* Work required *
Reproduce every line of the records below, requests included, and raise each pixel coordinate in the answers by 113.

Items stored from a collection
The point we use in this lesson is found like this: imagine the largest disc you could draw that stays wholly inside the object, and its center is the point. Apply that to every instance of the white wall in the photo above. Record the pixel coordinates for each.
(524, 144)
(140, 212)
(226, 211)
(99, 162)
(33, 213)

* The solution *
The point we use in this lesson is found like this: imagine the largest disc you could draw that stays wholly inside the object, and its center is the point. Apply that to every instance of the white wall in the photo above. Record the pixel coordinates for each.
(637, 257)
(253, 325)
(339, 324)
(212, 275)
(146, 326)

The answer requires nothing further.